▶ [What the task requires]: Collect every line in the items below that contains the word "surface", treating uppercase and lowercase as different.

▶ [Data entries]:
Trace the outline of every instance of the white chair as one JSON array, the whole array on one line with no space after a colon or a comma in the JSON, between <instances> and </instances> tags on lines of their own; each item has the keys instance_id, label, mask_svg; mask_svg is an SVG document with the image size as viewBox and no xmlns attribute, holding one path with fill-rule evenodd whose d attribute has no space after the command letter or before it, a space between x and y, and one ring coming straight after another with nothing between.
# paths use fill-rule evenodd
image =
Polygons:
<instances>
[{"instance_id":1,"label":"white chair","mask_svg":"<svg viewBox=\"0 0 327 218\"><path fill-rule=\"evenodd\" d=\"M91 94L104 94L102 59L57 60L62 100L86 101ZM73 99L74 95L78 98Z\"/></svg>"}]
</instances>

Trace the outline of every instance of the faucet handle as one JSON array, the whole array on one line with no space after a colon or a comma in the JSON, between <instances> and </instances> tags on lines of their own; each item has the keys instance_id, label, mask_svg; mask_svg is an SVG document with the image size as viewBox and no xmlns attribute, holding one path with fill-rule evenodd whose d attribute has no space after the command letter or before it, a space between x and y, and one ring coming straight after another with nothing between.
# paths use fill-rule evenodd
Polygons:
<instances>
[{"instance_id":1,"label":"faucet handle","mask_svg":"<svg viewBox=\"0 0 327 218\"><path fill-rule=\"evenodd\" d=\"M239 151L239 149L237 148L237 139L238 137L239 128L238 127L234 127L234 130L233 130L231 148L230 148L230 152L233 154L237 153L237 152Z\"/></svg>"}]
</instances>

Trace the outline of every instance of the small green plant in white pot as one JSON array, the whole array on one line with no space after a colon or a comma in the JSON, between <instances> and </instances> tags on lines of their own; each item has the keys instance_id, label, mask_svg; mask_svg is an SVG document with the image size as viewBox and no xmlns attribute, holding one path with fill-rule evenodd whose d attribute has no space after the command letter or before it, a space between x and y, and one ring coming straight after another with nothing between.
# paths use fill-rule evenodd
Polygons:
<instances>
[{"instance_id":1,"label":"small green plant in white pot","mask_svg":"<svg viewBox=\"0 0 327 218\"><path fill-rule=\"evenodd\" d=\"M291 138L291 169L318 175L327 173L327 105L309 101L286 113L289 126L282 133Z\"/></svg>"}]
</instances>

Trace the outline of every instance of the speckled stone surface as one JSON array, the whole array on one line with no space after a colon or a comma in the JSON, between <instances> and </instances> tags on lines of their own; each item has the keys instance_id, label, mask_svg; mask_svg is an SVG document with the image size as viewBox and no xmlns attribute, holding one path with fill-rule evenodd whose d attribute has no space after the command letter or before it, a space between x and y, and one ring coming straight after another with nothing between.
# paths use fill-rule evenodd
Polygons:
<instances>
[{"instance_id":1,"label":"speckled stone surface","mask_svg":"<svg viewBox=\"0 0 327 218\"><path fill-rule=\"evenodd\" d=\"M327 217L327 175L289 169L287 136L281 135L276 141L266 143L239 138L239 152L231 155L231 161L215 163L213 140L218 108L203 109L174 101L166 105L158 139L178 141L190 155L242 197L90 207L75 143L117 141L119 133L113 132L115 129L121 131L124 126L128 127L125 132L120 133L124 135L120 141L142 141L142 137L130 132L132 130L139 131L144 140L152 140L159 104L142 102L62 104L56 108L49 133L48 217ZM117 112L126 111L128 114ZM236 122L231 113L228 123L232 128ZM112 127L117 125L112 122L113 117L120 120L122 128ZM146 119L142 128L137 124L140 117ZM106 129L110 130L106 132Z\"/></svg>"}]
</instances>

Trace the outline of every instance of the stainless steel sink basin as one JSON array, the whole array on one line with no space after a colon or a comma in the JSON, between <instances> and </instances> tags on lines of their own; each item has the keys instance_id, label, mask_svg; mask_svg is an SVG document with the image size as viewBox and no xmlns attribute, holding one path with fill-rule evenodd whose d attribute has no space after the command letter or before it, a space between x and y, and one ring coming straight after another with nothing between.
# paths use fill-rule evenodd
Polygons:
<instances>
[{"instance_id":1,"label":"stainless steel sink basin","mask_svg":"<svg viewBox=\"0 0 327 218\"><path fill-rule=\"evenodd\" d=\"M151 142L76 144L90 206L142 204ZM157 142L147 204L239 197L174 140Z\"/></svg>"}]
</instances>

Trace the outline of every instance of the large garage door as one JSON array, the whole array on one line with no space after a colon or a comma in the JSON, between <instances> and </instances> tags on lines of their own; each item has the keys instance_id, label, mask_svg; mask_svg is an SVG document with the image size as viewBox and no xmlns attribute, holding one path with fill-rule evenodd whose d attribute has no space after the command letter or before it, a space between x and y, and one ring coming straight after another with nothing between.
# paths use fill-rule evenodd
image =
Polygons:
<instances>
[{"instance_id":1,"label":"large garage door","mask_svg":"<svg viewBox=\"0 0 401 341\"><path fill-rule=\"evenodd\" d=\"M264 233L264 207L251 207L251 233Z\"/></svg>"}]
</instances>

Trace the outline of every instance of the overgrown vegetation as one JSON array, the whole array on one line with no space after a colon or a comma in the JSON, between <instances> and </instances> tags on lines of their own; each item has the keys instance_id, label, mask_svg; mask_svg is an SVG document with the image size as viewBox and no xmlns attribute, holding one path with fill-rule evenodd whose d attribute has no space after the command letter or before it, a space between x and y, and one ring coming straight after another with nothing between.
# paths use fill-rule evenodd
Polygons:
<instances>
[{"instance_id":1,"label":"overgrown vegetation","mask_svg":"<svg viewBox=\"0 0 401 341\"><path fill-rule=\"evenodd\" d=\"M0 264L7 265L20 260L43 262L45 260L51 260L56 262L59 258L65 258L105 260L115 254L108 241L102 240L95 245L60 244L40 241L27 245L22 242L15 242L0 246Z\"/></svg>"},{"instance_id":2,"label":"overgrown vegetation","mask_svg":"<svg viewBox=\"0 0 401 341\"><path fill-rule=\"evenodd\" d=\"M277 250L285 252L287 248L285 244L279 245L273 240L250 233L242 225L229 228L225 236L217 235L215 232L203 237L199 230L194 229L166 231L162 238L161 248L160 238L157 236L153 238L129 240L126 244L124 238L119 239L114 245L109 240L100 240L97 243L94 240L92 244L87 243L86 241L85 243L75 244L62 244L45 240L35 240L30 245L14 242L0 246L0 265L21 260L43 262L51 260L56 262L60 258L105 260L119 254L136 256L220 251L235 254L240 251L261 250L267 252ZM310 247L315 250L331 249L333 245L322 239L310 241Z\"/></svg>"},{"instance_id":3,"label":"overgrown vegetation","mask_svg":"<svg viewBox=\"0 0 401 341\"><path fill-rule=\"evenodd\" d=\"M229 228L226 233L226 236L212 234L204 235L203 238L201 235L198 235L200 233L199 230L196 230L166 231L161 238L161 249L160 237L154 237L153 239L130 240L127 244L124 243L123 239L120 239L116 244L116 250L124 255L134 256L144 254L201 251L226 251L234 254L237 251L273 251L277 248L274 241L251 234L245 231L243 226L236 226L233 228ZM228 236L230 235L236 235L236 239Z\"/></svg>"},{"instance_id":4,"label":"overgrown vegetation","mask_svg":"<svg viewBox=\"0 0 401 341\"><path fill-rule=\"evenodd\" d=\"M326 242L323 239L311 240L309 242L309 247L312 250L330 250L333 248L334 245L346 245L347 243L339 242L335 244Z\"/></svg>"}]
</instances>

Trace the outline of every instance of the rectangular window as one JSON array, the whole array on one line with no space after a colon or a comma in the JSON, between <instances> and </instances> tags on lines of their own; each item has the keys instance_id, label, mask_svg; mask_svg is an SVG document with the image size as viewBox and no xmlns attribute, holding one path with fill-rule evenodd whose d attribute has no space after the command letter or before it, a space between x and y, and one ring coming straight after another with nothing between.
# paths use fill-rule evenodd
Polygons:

▶ [Full answer]:
Trace the outline of every instance of the speckled stone surface as one JSON array, the whole array on one line with no space after a colon or a comma in the JSON, between <instances> and </instances> tags on lines of their own; each item has the keys instance_id, label, mask_svg; mask_svg is an SVG document with the image size as viewBox and no xmlns attribute, holding one path with fill-rule evenodd whose d attribute has no space after the command letter or before it, a space between x and y, and one ring coming straight after another with nothing between.
[{"instance_id":1,"label":"speckled stone surface","mask_svg":"<svg viewBox=\"0 0 327 218\"><path fill-rule=\"evenodd\" d=\"M327 217L327 175L289 169L287 136L281 135L276 141L266 143L239 138L239 152L231 155L231 161L215 163L213 140L218 108L203 109L174 101L166 105L158 139L178 141L190 155L242 197L90 207L75 143L117 141L119 133L113 132L115 129L121 131L124 126L128 127L125 132L120 133L124 135L120 141L142 141L142 137L130 132L132 130L139 131L144 140L152 140L159 104L142 102L62 104L56 108L49 133L48 217ZM117 112L126 111L128 114ZM236 122L231 113L228 123L232 128ZM112 127L117 125L112 122L113 117L120 120L122 128ZM146 119L142 128L137 124L140 117ZM106 129L110 130L106 132Z\"/></svg>"}]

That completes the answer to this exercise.